Description of the task >>
The full listing, reproduced exactly, is what the response must contain.

Supplied material >>
◇ ◇ ◇ ◇ ◇ ◇ ◇

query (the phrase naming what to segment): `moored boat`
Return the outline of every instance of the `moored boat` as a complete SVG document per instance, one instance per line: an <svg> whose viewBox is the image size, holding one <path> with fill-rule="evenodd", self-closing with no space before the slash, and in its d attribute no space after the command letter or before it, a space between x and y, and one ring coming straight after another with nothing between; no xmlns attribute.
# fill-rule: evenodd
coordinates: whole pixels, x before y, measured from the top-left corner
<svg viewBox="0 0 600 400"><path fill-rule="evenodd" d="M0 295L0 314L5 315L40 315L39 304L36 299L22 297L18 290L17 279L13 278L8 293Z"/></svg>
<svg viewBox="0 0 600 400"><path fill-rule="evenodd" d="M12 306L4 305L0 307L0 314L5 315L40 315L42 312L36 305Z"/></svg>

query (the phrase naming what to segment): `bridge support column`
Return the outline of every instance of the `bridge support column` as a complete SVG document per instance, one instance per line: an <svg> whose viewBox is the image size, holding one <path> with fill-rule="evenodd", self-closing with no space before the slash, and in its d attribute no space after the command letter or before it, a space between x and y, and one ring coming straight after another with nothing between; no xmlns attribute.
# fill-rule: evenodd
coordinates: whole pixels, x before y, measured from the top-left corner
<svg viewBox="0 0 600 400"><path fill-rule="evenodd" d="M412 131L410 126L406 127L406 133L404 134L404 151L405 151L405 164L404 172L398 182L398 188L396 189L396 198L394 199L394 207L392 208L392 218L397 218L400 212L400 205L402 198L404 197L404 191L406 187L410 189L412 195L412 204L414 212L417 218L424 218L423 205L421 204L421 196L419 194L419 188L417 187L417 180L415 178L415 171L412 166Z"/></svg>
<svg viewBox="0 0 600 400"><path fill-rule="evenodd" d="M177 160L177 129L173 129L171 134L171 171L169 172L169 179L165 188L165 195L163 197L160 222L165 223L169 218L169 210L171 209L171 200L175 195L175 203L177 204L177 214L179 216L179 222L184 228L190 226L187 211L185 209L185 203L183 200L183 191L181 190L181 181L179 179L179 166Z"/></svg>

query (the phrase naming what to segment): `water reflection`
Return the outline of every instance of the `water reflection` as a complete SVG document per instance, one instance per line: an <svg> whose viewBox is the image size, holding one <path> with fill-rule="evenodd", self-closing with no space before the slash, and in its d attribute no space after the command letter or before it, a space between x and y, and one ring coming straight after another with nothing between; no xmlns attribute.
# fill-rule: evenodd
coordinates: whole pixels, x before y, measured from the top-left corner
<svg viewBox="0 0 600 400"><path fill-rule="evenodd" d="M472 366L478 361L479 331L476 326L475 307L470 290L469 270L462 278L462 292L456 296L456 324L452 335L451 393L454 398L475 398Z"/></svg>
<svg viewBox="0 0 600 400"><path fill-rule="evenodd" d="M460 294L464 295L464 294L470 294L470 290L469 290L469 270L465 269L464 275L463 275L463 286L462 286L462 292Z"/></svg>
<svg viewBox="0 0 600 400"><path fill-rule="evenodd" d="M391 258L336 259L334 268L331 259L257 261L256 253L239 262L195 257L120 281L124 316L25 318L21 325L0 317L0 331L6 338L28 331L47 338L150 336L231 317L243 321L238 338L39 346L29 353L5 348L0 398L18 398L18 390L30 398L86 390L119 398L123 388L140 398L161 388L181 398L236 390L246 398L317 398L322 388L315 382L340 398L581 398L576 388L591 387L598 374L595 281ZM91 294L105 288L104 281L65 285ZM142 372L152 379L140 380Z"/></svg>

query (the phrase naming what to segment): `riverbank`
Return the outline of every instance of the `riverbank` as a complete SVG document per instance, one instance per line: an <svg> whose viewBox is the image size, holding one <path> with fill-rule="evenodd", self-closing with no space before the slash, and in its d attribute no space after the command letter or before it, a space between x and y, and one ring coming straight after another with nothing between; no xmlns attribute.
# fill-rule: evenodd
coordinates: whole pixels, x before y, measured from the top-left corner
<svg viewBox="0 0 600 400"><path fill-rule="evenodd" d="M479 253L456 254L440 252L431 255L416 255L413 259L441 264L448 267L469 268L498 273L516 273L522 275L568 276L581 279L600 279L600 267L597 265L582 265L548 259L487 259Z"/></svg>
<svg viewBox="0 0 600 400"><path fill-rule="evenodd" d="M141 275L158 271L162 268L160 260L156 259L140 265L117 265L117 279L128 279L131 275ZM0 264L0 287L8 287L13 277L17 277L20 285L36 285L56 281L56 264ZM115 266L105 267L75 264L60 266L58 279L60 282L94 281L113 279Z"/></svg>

◇ ◇ ◇ ◇ ◇ ◇ ◇

Answer for the task >>
query (the phrase naming what to segment): `moored boat`
Return the outline of every instance of the `moored boat` as a complete SVG document per instance, one instance per line: an <svg> whose viewBox is the image size, holding one <path> with fill-rule="evenodd", self-closing with no space before the slash, and in its d attribute no space after the command letter or before it, a space between x and y, and one ring coming straight after another with nothing between; no xmlns attribute.
# fill-rule: evenodd
coordinates: whole pixels, x before y, measured from the top-left corner
<svg viewBox="0 0 600 400"><path fill-rule="evenodd" d="M0 295L0 314L5 315L40 315L39 304L36 299L22 297L18 290L17 279L13 278L8 293Z"/></svg>
<svg viewBox="0 0 600 400"><path fill-rule="evenodd" d="M12 306L4 305L0 307L0 314L5 315L40 315L42 312L36 305Z"/></svg>

query (the phrase naming what to segment): `bridge support column`
Return the outline of every instance of the `bridge support column` as a complete SVG document per instance, one instance per line: an <svg> whose viewBox is the image size, holding one <path> with fill-rule="evenodd", self-closing with no space before the slash, and in its d attribute no space after the command letter or before it, a space between x and y, and one ring coming straight after another with nothing between; no xmlns attribute.
# fill-rule: evenodd
coordinates: whole pixels, x before y, measured from the top-left corner
<svg viewBox="0 0 600 400"><path fill-rule="evenodd" d="M412 131L410 126L406 127L406 133L404 134L404 151L405 151L405 164L404 172L398 182L398 188L396 189L396 198L394 199L394 207L392 208L392 218L397 218L400 212L400 205L402 198L404 197L404 191L406 187L410 189L412 195L412 204L414 212L417 218L424 218L423 205L421 204L421 196L419 194L419 188L417 187L417 180L415 178L415 171L412 166Z"/></svg>
<svg viewBox="0 0 600 400"><path fill-rule="evenodd" d="M177 160L177 129L173 129L171 134L171 171L169 172L169 179L165 188L165 195L163 197L160 222L165 223L169 218L169 210L171 209L171 200L175 195L175 203L177 204L177 214L179 216L179 222L184 228L190 226L187 211L185 209L185 203L183 200L183 191L181 190L181 181L179 179L179 166Z"/></svg>

query (the phrase naming what to segment): `water reflection`
Return the outline of every instance of the `water reflection` as a complete SVG document per instance, one instance per line: an <svg> whose viewBox is the image size, holding one <path> with fill-rule="evenodd", self-closing with no space before the slash, and in its d attribute no space after the command letter or before it, a space between x and y, and one ring coming straight after another with nothing between; no xmlns attribute.
# fill-rule: evenodd
coordinates: whole pixels, x before y, measured from the top-left corner
<svg viewBox="0 0 600 400"><path fill-rule="evenodd" d="M472 366L478 361L479 331L476 326L475 307L470 290L469 270L462 278L462 292L456 296L456 324L452 335L451 393L454 398L475 398Z"/></svg>
<svg viewBox="0 0 600 400"><path fill-rule="evenodd" d="M460 294L464 295L464 294L470 294L470 290L469 290L469 270L465 269L464 275L463 275L463 286L462 286L462 292Z"/></svg>
<svg viewBox="0 0 600 400"><path fill-rule="evenodd" d="M391 258L336 259L334 268L331 259L257 261L256 253L239 262L195 257L120 281L124 316L25 318L21 325L0 317L0 331L6 338L28 331L47 338L150 336L231 317L243 321L238 338L39 346L29 353L5 348L0 398L18 398L18 390L30 398L86 390L119 398L123 388L140 398L161 388L181 398L236 390L246 398L317 398L322 388L315 382L340 398L581 398L576 388L591 387L598 374L595 281ZM91 294L105 288L104 281L65 285ZM142 372L152 379L140 380Z"/></svg>

query (the phrase naming what to segment): `riverbank`
Return the outline of every instance of the `riverbank` as a complete SVG document per instance, one instance per line: an <svg> whose viewBox is the image size, holding one <path> with fill-rule="evenodd", self-closing with no space before the slash, and in its d attribute no space after the command letter or before it, a space between x and y, and one ring coming straight after another with nothing between; no xmlns attribute.
# fill-rule: evenodd
coordinates: whole pixels, x before y, measured from the top-left corner
<svg viewBox="0 0 600 400"><path fill-rule="evenodd" d="M479 253L456 254L440 252L431 255L416 255L413 259L441 264L448 267L469 268L498 273L516 273L522 275L568 276L581 279L600 279L600 267L597 265L582 265L548 259L487 259Z"/></svg>
<svg viewBox="0 0 600 400"><path fill-rule="evenodd" d="M141 275L158 271L162 268L160 260L156 259L140 265L117 265L117 279L128 279L131 275ZM0 264L0 287L8 287L13 277L17 277L20 285L36 285L56 281L56 264ZM115 266L105 267L75 264L60 266L58 279L60 282L94 281L113 279Z"/></svg>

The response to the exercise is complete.